─── EXCERPT TO READ ───

Published in final edited form as: Future Microbiol. 2012 Oct;7(10):1133–1136. doi: 10.2217/fmb.12.91

Host detection of pathogen-induced translational inhibition: a new pathogen-specific branch of the innate immune system?

Emily Troemel 1
PMCID: PMC3898340  NIHMSID: NIHMS545481  PMID: 23030419

Both intracellular and extracellular pathogens ultimately disrupt processes inside the host cell to cause disease. While extracellular pathogens remain outside of the cell, they use a myriad of methods to deliver toxins into host cells, either directly with their own secretion systems or indirectly by exploiting host endocytosis. The AB toxins are a class of secreted bacterial proteins that have been studied extensively for the mechanisms by which they disrupt host processes, as well as their route of entry into host cells [1]. For example, exotoxin A (ToxA), an AB toxin produced by the bacterial pathogen Pseudomonas aeruginosa, was shown to enter host cells by receptor-mediated endocytosis in 1980 [2]. Once inside of cells, ToxA inactivates the host elongation factor EF2 to block host mRNA translation. ToxA is one of several bacterial toxins, including Diphtheria toxin and Shiga toxin, which act to block translational elongation. The host response to these toxins has been poorly explored until recently, when it was shown that the translation-blocking effects of these toxins can switch on a form of host defense termed ‘surveillance immunity’ [35] that is part of a framework for host responses called ‘patterns of pathogenesis’ [6,7]. This pathogen-specific immunity is part of an emerging branch of the host defense that is critical for survival of nonprofessional immune cells, and may be important for professional immune cells as well.

How do ‘surveillance immunity’ and ‘patterns of pathogenesis’ fit in with more well-characterized forms of immunity? Immune signaling pathways found in the professional immune cells can broadly be divided into adaptive immune pathways and innate immune pathways. Innate immune signaling has been called the front line of defense against invaders and an ‘ancient’ immune system. One of the best studied examples of innate immune signaling is mediated by Toll-like receptors, which were shown to be critical for defense in a range of animals from flies to humans by signaling through the transcription factor NF-κB [8]. Toll-like signaling pathways are triggered in professional immune cells by microbial components such as lipopolysaccharides (LPS) to provide defense of body cavities where any microbe is considered a threat. However, such pathways are not wired to provide the discrimination that is needed by epithelial cells, which are nonprofessional immune cells that are regularly exposed to a variety of microbes. Hosts do not want to kill off commensal microbes if they are providing key nutrients or keeping out pathogenic bacteria. Furthermore, they do not want to expend unnecessary energy fighting off harmless microbes that are not causing disease. Thus, a pathogen-specific discrimination system in epithelial cells makes evolutionary sense [6,9].

───

WORK ORDER 1: Condense the paragraph of the excerpt on host detection of translational inhibition that begins "How do 'surveillance immunity'" into a shorter version that keeps its main facts.
WORK ORDER 2: Write the next part of the excerpt on host detection of translational inhibition, starting right after its final sentence.

─── DATA PROVIDED ───

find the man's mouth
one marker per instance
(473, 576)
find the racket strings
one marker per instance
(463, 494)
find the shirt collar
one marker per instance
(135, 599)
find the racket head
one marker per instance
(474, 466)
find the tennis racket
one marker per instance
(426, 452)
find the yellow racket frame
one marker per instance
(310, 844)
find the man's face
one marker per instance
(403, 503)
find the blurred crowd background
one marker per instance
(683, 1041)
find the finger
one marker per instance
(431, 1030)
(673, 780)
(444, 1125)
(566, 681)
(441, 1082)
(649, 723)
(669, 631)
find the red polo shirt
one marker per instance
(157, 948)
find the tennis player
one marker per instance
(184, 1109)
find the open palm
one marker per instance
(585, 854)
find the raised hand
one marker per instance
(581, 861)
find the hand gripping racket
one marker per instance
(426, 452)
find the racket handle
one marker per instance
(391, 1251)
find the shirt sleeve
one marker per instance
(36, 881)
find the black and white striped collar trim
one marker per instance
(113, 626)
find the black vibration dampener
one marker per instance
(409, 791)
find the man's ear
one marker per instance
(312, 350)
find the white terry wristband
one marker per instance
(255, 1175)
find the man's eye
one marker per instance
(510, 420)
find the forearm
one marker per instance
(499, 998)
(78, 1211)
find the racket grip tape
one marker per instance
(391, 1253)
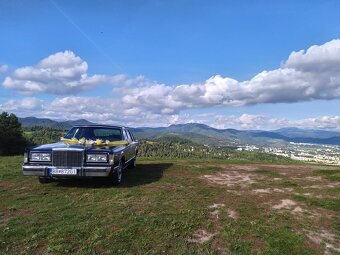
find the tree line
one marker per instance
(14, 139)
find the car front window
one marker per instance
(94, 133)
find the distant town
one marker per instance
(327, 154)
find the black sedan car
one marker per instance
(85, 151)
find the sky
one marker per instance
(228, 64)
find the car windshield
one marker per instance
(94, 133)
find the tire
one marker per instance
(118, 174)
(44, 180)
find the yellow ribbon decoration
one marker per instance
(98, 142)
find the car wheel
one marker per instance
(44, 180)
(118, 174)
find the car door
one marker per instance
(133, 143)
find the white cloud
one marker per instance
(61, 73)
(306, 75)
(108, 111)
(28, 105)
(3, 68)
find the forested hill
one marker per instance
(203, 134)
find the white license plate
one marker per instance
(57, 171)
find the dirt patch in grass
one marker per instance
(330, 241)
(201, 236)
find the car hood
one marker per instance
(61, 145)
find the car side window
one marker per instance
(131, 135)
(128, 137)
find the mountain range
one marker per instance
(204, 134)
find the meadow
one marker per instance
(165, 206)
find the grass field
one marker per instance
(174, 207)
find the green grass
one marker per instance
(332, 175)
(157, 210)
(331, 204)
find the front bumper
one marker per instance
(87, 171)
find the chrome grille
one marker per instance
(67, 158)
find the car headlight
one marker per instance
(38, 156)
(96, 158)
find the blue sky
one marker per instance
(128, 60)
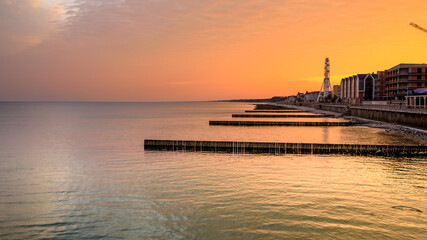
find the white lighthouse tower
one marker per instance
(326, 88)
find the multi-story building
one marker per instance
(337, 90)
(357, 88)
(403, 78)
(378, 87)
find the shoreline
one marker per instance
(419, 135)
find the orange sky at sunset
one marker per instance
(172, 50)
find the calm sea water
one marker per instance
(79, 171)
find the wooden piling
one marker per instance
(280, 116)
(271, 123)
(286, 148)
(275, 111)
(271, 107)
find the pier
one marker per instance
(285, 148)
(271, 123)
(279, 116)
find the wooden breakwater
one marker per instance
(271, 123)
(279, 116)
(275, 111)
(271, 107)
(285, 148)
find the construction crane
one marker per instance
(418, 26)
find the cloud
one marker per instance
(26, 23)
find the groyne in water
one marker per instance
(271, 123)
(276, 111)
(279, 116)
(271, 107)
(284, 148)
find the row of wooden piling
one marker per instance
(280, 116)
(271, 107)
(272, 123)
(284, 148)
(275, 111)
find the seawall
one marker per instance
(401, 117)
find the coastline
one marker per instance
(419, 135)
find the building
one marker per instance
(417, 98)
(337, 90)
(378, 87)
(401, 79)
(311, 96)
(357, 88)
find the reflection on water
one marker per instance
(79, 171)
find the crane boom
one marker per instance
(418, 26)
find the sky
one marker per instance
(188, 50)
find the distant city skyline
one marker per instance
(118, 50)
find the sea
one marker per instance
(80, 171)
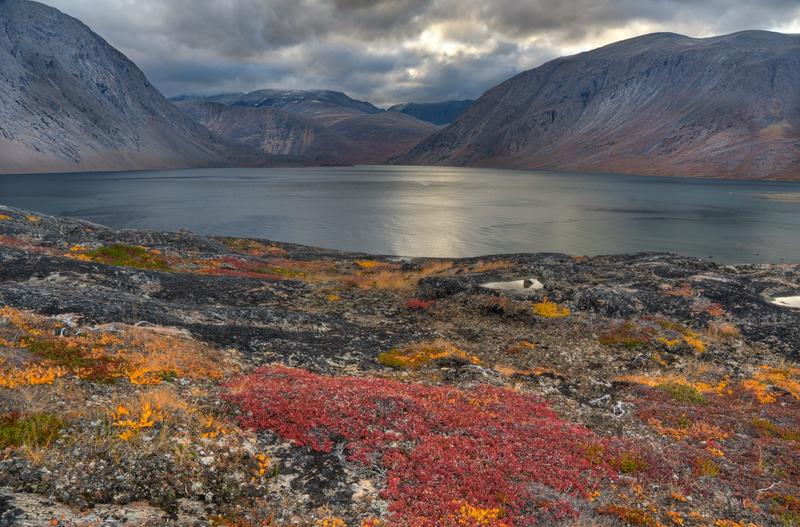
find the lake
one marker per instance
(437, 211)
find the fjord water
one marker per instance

───
─── DATA PROVIDED ───

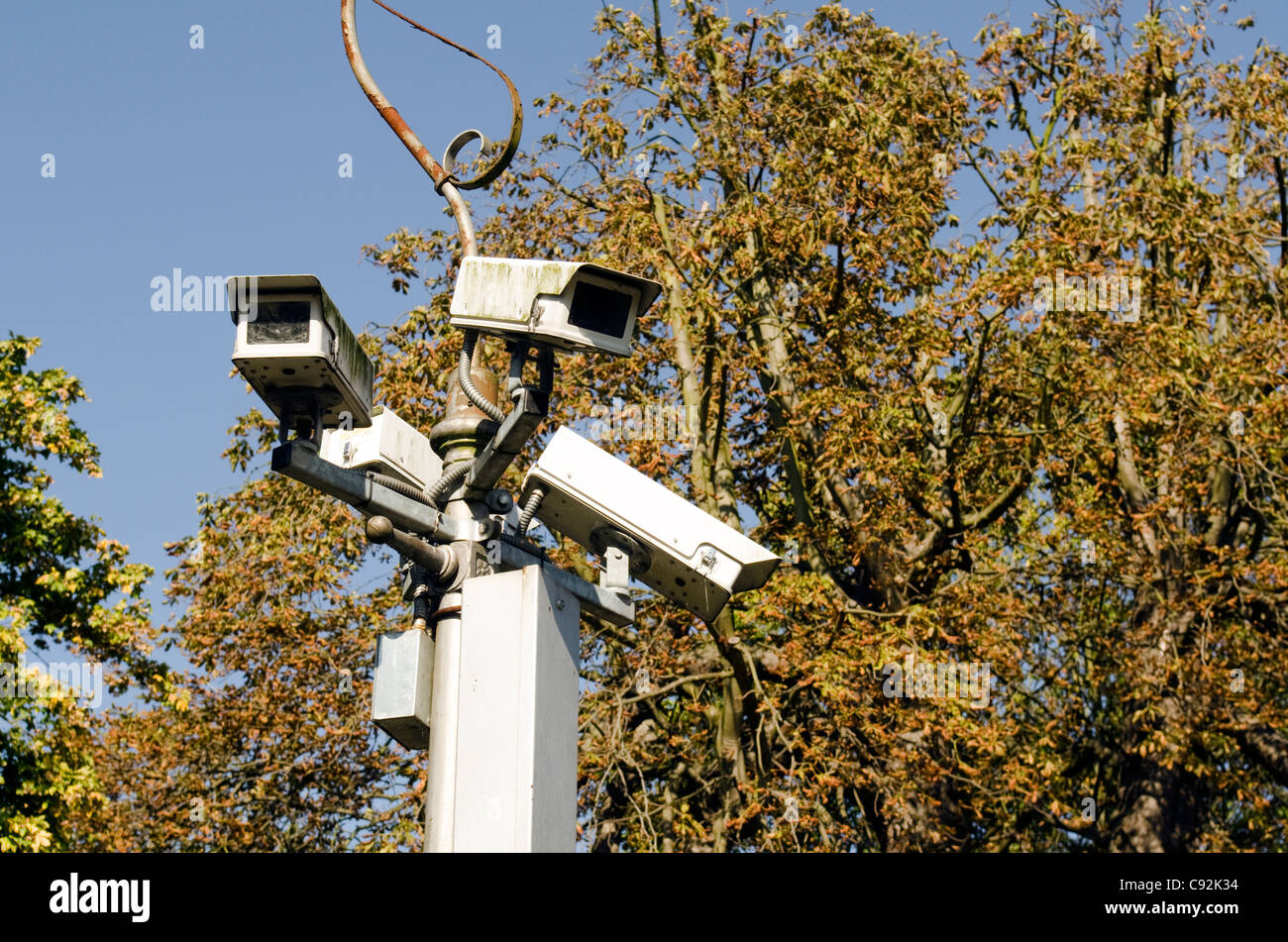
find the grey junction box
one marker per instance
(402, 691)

───

TASK RESULT 1: Immune signaling in professional immune cells falls into adaptive and innate pathways. Innate signaling, called the front line of defense and an "ancient" immune system, is well illustrated by Toll-like receptors. They act through the transcription factor NF-κB and are critical for defense in animals from flies to humans. Microbial components such as LPS trigger these pathways to defend body cavities, where any microbe counts as a threat. Such pathways cannot provide the discrimination needed by epithelial cells. These nonprofessional immune cells are regularly exposed to many microbes. Hosts do not want to kill commensals that supply nutrients or keep out pathogens, or to spend energy on harmless microbes. A pathogen-specific discrimination system in epithelial cells therefore makes evolutionary sense.

TASK RESULT 2:
The nematode Caenorhabditis elegans is a major model organism for genetic studies and provides an opportunity to learn about pathogen-specific immunity of epithelial cells [10]. C. elegans can be infected by several kinds of pathogens in the intestine, which is composed of 20 epithelial cell types that share structural similarity with mammalian intestinal epithelial cells. C. elegans does not appear to use the well-characterized forms of innate immune signaling described above (TLR/NF-κB), but clearly thrives in the wild, leading to the question of how it fights off infections. Because C. elegans lacks obvious professional immune cells and relies predominantly on epithelial cells for defense, host/pathogen studies in this system address the question of how animals discriminate pathogens from other microbes. Pathogen infection of C. elegans induces robust transcriptional responses, including upregulation of genes that provide defense against infection. However, the pathogen cues that trigger activation of these defense pathways are poorly understood. These cues must include molecules that are distinct from the classical pathogen- associated molecular patterns (PAMPs) detected by TLR/NF-κB, because C. elegans intestinal epithelial cells encounter many kinds of microbes, and PAMPs are common to pathogens and nonpathogens alike. PAMPs have more recently been referred to as microbial-associated molecular patterns (MAMPs), which more accurately describes their source. For example, LPS is a PAMP/MAMP found both in the cell walls of Escherichia coli, which can be nonpathogenic to C. elegans, as well as in the cell walls of P. aeruginosa, which can be very pathogenic to C. elegans. In fact, C. elegans feeds on E. coli in the laboratory, and thus its intestinal cells are bathed in the so-called PAMPs/MAMPs that provide the cues for infection of professional immune cells patrolling the body cavity. The human intestine is also regularly exposed to LPS because a large number of bacteria colonize this site, and thus the human intestine also needs alternative cues to sense pathogens. The experimentally accessible nematode C. elegans provides a tractable system for determining which cues intestinal epithelial cells use for pathogen detection.

Many C. elegans signaling pathways are required for survival upon intestinal infection, but only some of these pathways are activated by infection. For example, both the conserved DAF-2/DAF-16 insulin-like signaling pathway and the conserved PMK-1 p38 MAPK signaling pathway promote survival upon P. aeruginosa infection of the intestine [11,12]. However, the DAF-2/DAF-16 pathway is not required for infection-induced gene expression, while the PMK-1 pathway together with other pathways such as the ZIP-2 bZIP transcription factor pathway are required for such induction [13,14]. Pathways required for gene induction upon infection are likely to be directly involved in detecting infection, thus identifying the pathogen cues that activate these pathways will uncover the logic and framework underlying the C. elegans immune response.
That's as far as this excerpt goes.